:: Passage shown ::

Abstract

Tuberculosis is a highly infectious respiratory disease caused by various strains of mycobacteria, responsible for 1.5 million deaths worldwide annually. The secretion of proteins through type VII secretion systems (T7SSs) plays a crucial role in the survival strategy of mycobacteria within the host. T7SSs are complex nanomachines embedded in the mycobacterial cell envelope. Five paralogous type VII secretion machines export more than 200 proteins that either compromise the immune system or facilitate the uptake of nutrients.

We have determined the first high-resolution structure of a stable core complex of one of these secretion nanomachines, revealing for the first time the intricate network of interactions between various components within the mycobacterial cell envelope. This structural information, combined with recent advances in the molecular biology of type VII secretion systems and their secreted effector proteins, has provided new insights into the inner workings of type VII secretion machineries.

In this seminar, I will present our structural model of the mycobacterial T7SS, highlight the mechanistic implications of our findings, and discuss the transport model derived from our study. Additionally, I will share our research on the secreted proteins involved in nutrient acquisition. Together, these insights set the stage for new strategies to target pathogenic mycobacteria.

Biography

Dr. Sebastian Geibel (1977) studied Biochemistry at the Free University of Berlin from 2003-2006. As PhD student in the group of Prof. Wolfram Saenger in Berlin (2006-2009) he pursued structure function studies on the DNA replication mechanism of broad host range plasmids. His postdoctoral research in the group of Prof. Gabriel Waksman (Birkbeck College, London; 2010-2014) has had a major impact on the elucidation of the assembly and secretion mechanisms of adhesive pili, which are employed by Uropathogenic Escherichia coli to bind and invade epithelial cells of the urinary tract.

:::

**Exercise 1**
For each of the statements (a), (b) and (c), say whether it agrees with the seminar announcement on tuberculosis. Answer yes or no and quote the deciding words of the announcement. (a) Five paralogous type VII secretion machines export more than 200 proteins. (b) Sebastian Geibel studied Biochemistry at the Free University of Berlin from 2006 to 2009. (c) Tuberculosis causes 1.5 million deaths worldwide each year.
**Exercise 2**
Carry on the seminar announcement on tuberculosis, starting right after the last sentence of its biography.

:: Stored data ::

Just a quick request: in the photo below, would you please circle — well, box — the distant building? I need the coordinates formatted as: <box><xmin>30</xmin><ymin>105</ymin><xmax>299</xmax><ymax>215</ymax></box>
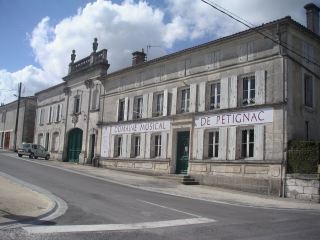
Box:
<box><xmin>34</xmin><ymin>40</ymin><xmax>109</xmax><ymax>164</ymax></box>
<box><xmin>0</xmin><ymin>97</ymin><xmax>37</xmax><ymax>150</ymax></box>
<box><xmin>98</xmin><ymin>4</ymin><xmax>320</xmax><ymax>195</ymax></box>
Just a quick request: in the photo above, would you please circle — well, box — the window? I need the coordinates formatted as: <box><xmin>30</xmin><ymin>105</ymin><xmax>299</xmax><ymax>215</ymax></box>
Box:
<box><xmin>154</xmin><ymin>135</ymin><xmax>161</xmax><ymax>157</ymax></box>
<box><xmin>39</xmin><ymin>108</ymin><xmax>45</xmax><ymax>125</ymax></box>
<box><xmin>208</xmin><ymin>131</ymin><xmax>219</xmax><ymax>158</ymax></box>
<box><xmin>133</xmin><ymin>96</ymin><xmax>143</xmax><ymax>119</ymax></box>
<box><xmin>210</xmin><ymin>83</ymin><xmax>220</xmax><ymax>110</ymax></box>
<box><xmin>47</xmin><ymin>106</ymin><xmax>52</xmax><ymax>124</ymax></box>
<box><xmin>134</xmin><ymin>136</ymin><xmax>141</xmax><ymax>157</ymax></box>
<box><xmin>241</xmin><ymin>129</ymin><xmax>254</xmax><ymax>158</ymax></box>
<box><xmin>73</xmin><ymin>95</ymin><xmax>80</xmax><ymax>113</ymax></box>
<box><xmin>51</xmin><ymin>132</ymin><xmax>59</xmax><ymax>152</ymax></box>
<box><xmin>181</xmin><ymin>88</ymin><xmax>190</xmax><ymax>113</ymax></box>
<box><xmin>56</xmin><ymin>104</ymin><xmax>62</xmax><ymax>122</ymax></box>
<box><xmin>242</xmin><ymin>76</ymin><xmax>256</xmax><ymax>105</ymax></box>
<box><xmin>154</xmin><ymin>93</ymin><xmax>163</xmax><ymax>117</ymax></box>
<box><xmin>118</xmin><ymin>99</ymin><xmax>124</xmax><ymax>121</ymax></box>
<box><xmin>114</xmin><ymin>136</ymin><xmax>122</xmax><ymax>157</ymax></box>
<box><xmin>304</xmin><ymin>74</ymin><xmax>313</xmax><ymax>107</ymax></box>
<box><xmin>91</xmin><ymin>85</ymin><xmax>99</xmax><ymax>110</ymax></box>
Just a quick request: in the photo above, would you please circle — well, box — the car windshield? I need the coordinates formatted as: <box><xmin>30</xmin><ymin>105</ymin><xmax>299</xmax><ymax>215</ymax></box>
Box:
<box><xmin>20</xmin><ymin>143</ymin><xmax>30</xmax><ymax>148</ymax></box>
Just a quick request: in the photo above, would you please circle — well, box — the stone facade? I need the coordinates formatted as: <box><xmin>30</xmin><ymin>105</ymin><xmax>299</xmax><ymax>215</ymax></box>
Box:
<box><xmin>285</xmin><ymin>174</ymin><xmax>320</xmax><ymax>202</ymax></box>
<box><xmin>34</xmin><ymin>40</ymin><xmax>109</xmax><ymax>164</ymax></box>
<box><xmin>98</xmin><ymin>17</ymin><xmax>320</xmax><ymax>195</ymax></box>
<box><xmin>0</xmin><ymin>97</ymin><xmax>37</xmax><ymax>150</ymax></box>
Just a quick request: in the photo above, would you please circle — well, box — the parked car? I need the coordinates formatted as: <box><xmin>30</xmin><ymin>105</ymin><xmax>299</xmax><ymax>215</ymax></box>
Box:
<box><xmin>18</xmin><ymin>143</ymin><xmax>50</xmax><ymax>160</ymax></box>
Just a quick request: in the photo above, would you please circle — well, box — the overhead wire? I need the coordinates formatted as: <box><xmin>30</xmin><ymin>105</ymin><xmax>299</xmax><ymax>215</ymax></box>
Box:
<box><xmin>200</xmin><ymin>0</ymin><xmax>320</xmax><ymax>67</ymax></box>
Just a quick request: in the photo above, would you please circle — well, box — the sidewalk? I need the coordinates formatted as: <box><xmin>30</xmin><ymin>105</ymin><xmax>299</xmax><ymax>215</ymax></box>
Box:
<box><xmin>0</xmin><ymin>172</ymin><xmax>54</xmax><ymax>225</ymax></box>
<box><xmin>21</xmin><ymin>156</ymin><xmax>320</xmax><ymax>211</ymax></box>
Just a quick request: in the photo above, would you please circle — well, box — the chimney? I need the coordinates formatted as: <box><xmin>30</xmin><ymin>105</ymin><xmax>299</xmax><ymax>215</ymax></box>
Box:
<box><xmin>132</xmin><ymin>48</ymin><xmax>147</xmax><ymax>66</ymax></box>
<box><xmin>304</xmin><ymin>3</ymin><xmax>320</xmax><ymax>34</ymax></box>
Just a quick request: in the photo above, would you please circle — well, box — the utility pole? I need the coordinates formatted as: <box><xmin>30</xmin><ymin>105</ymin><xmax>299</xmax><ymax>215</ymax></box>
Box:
<box><xmin>14</xmin><ymin>82</ymin><xmax>22</xmax><ymax>151</ymax></box>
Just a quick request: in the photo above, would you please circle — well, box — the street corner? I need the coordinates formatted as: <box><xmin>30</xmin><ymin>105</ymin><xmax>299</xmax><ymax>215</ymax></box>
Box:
<box><xmin>0</xmin><ymin>175</ymin><xmax>55</xmax><ymax>226</ymax></box>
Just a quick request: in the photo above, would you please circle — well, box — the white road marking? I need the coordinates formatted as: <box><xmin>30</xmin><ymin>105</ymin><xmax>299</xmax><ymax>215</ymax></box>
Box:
<box><xmin>137</xmin><ymin>199</ymin><xmax>202</xmax><ymax>218</ymax></box>
<box><xmin>23</xmin><ymin>218</ymin><xmax>215</xmax><ymax>234</ymax></box>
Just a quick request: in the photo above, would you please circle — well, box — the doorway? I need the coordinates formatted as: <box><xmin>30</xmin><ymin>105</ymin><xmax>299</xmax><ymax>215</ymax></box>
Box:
<box><xmin>67</xmin><ymin>128</ymin><xmax>83</xmax><ymax>163</ymax></box>
<box><xmin>176</xmin><ymin>131</ymin><xmax>190</xmax><ymax>174</ymax></box>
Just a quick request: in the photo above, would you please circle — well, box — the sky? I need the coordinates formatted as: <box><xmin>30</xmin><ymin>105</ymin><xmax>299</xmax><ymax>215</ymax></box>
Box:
<box><xmin>0</xmin><ymin>0</ymin><xmax>320</xmax><ymax>103</ymax></box>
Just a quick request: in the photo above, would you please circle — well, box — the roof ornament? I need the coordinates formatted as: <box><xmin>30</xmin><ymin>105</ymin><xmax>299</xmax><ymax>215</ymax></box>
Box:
<box><xmin>71</xmin><ymin>50</ymin><xmax>76</xmax><ymax>63</ymax></box>
<box><xmin>92</xmin><ymin>38</ymin><xmax>98</xmax><ymax>53</ymax></box>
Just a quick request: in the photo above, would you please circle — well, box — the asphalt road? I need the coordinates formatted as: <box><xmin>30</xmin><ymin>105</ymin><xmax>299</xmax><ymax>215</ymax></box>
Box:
<box><xmin>0</xmin><ymin>154</ymin><xmax>320</xmax><ymax>240</ymax></box>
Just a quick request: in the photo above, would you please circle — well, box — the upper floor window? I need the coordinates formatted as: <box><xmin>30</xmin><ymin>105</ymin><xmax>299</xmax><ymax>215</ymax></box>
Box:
<box><xmin>241</xmin><ymin>129</ymin><xmax>254</xmax><ymax>158</ymax></box>
<box><xmin>91</xmin><ymin>85</ymin><xmax>100</xmax><ymax>110</ymax></box>
<box><xmin>210</xmin><ymin>83</ymin><xmax>220</xmax><ymax>110</ymax></box>
<box><xmin>304</xmin><ymin>74</ymin><xmax>313</xmax><ymax>107</ymax></box>
<box><xmin>208</xmin><ymin>131</ymin><xmax>219</xmax><ymax>158</ymax></box>
<box><xmin>73</xmin><ymin>95</ymin><xmax>80</xmax><ymax>113</ymax></box>
<box><xmin>118</xmin><ymin>99</ymin><xmax>125</xmax><ymax>121</ymax></box>
<box><xmin>114</xmin><ymin>136</ymin><xmax>122</xmax><ymax>157</ymax></box>
<box><xmin>133</xmin><ymin>96</ymin><xmax>143</xmax><ymax>119</ymax></box>
<box><xmin>242</xmin><ymin>75</ymin><xmax>256</xmax><ymax>105</ymax></box>
<box><xmin>154</xmin><ymin>93</ymin><xmax>164</xmax><ymax>117</ymax></box>
<box><xmin>39</xmin><ymin>108</ymin><xmax>45</xmax><ymax>125</ymax></box>
<box><xmin>180</xmin><ymin>88</ymin><xmax>190</xmax><ymax>113</ymax></box>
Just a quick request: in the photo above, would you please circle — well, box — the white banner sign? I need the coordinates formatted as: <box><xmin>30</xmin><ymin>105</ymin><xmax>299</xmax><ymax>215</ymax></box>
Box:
<box><xmin>195</xmin><ymin>108</ymin><xmax>273</xmax><ymax>128</ymax></box>
<box><xmin>111</xmin><ymin>121</ymin><xmax>170</xmax><ymax>134</ymax></box>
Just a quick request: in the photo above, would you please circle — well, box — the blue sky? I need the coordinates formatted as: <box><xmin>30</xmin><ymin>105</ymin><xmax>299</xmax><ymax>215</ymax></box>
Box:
<box><xmin>0</xmin><ymin>0</ymin><xmax>320</xmax><ymax>102</ymax></box>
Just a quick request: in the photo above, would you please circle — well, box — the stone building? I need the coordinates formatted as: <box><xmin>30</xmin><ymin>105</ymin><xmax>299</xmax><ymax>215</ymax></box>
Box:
<box><xmin>0</xmin><ymin>97</ymin><xmax>37</xmax><ymax>150</ymax></box>
<box><xmin>34</xmin><ymin>39</ymin><xmax>109</xmax><ymax>164</ymax></box>
<box><xmin>97</xmin><ymin>4</ymin><xmax>320</xmax><ymax>195</ymax></box>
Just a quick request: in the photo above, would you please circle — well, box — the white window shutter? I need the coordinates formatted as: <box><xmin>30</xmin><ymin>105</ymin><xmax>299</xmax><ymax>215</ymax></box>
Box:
<box><xmin>140</xmin><ymin>133</ymin><xmax>148</xmax><ymax>158</ymax></box>
<box><xmin>148</xmin><ymin>92</ymin><xmax>153</xmax><ymax>118</ymax></box>
<box><xmin>145</xmin><ymin>132</ymin><xmax>154</xmax><ymax>159</ymax></box>
<box><xmin>198</xmin><ymin>82</ymin><xmax>207</xmax><ymax>112</ymax></box>
<box><xmin>255</xmin><ymin>70</ymin><xmax>266</xmax><ymax>104</ymax></box>
<box><xmin>161</xmin><ymin>132</ymin><xmax>168</xmax><ymax>159</ymax></box>
<box><xmin>196</xmin><ymin>128</ymin><xmax>204</xmax><ymax>160</ymax></box>
<box><xmin>220</xmin><ymin>77</ymin><xmax>229</xmax><ymax>109</ymax></box>
<box><xmin>227</xmin><ymin>127</ymin><xmax>237</xmax><ymax>160</ymax></box>
<box><xmin>171</xmin><ymin>88</ymin><xmax>178</xmax><ymax>115</ymax></box>
<box><xmin>128</xmin><ymin>97</ymin><xmax>134</xmax><ymax>120</ymax></box>
<box><xmin>123</xmin><ymin>97</ymin><xmax>129</xmax><ymax>121</ymax></box>
<box><xmin>142</xmin><ymin>93</ymin><xmax>149</xmax><ymax>118</ymax></box>
<box><xmin>189</xmin><ymin>83</ymin><xmax>197</xmax><ymax>112</ymax></box>
<box><xmin>163</xmin><ymin>89</ymin><xmax>169</xmax><ymax>116</ymax></box>
<box><xmin>218</xmin><ymin>127</ymin><xmax>228</xmax><ymax>160</ymax></box>
<box><xmin>253</xmin><ymin>125</ymin><xmax>264</xmax><ymax>160</ymax></box>
<box><xmin>229</xmin><ymin>75</ymin><xmax>238</xmax><ymax>108</ymax></box>
<box><xmin>115</xmin><ymin>99</ymin><xmax>120</xmax><ymax>122</ymax></box>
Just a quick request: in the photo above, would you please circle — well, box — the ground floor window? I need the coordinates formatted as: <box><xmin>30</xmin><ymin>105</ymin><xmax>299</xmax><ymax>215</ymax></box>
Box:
<box><xmin>241</xmin><ymin>129</ymin><xmax>254</xmax><ymax>158</ymax></box>
<box><xmin>133</xmin><ymin>136</ymin><xmax>141</xmax><ymax>157</ymax></box>
<box><xmin>154</xmin><ymin>134</ymin><xmax>161</xmax><ymax>157</ymax></box>
<box><xmin>114</xmin><ymin>136</ymin><xmax>122</xmax><ymax>157</ymax></box>
<box><xmin>208</xmin><ymin>130</ymin><xmax>219</xmax><ymax>158</ymax></box>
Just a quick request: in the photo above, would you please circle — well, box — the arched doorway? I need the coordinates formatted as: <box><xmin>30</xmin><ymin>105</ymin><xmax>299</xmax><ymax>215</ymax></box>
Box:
<box><xmin>67</xmin><ymin>128</ymin><xmax>83</xmax><ymax>163</ymax></box>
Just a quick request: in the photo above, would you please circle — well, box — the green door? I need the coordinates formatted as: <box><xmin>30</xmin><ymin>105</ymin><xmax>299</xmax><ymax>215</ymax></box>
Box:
<box><xmin>68</xmin><ymin>128</ymin><xmax>82</xmax><ymax>163</ymax></box>
<box><xmin>176</xmin><ymin>132</ymin><xmax>190</xmax><ymax>174</ymax></box>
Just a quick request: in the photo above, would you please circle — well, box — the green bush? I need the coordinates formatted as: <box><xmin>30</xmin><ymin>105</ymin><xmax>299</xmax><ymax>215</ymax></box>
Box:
<box><xmin>287</xmin><ymin>140</ymin><xmax>320</xmax><ymax>174</ymax></box>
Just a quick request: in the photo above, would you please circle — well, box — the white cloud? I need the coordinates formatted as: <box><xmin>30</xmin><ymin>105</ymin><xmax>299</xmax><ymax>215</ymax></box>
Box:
<box><xmin>0</xmin><ymin>0</ymin><xmax>319</xmax><ymax>102</ymax></box>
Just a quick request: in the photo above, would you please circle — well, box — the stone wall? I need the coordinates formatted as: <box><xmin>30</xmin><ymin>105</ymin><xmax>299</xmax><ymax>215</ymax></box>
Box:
<box><xmin>190</xmin><ymin>161</ymin><xmax>281</xmax><ymax>196</ymax></box>
<box><xmin>285</xmin><ymin>174</ymin><xmax>320</xmax><ymax>202</ymax></box>
<box><xmin>99</xmin><ymin>159</ymin><xmax>170</xmax><ymax>175</ymax></box>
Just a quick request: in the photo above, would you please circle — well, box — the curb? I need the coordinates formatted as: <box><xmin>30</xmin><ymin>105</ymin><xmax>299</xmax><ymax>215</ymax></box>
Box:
<box><xmin>0</xmin><ymin>171</ymin><xmax>68</xmax><ymax>229</ymax></box>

:::

**Expected answer 1**
(a) Yes: "Five paralogous type VII secretion machines export more than 200 proteins"
(b) No: "studied Biochemistry at the Free University of Berlin from 2003-2006"
(c) Yes: "responsible for 1.5 million deaths worldwide annually"

**Expected answer 2**
In 2014, he set up his research group at the University of Würzburg (Germany) to investigate type VII secretion systems (T7SS). These systems play major roles in the pathogenicity of Mycobacterium tuberculosis, the main causative agent of tuberculosis, and of the human opportunistic pathogen Staphylococcus aureus. The group aims to understand how such secretion machines work, to elucidate the molecular functions of secreted effector proteins and to explore these insights for therapeutic purpose. To do this, the lab combines structural (cryo-EM, X-ray crystallography) with biochemical and microbiological methods. The group was first to resolve the molecular architecture of the mycobacterial T7SS and provided first insights into the mechanisms of substrate recognition, assembly and bacterial killing by the T7SSb from S. aureus.

In 2022 he was appointed an Associate Professor at the Leiden Institute of Chemistry. At Leiden University his research will focus on understanding mechanisms of microbial virulence with focus on host pathogen communication in tuberculosis.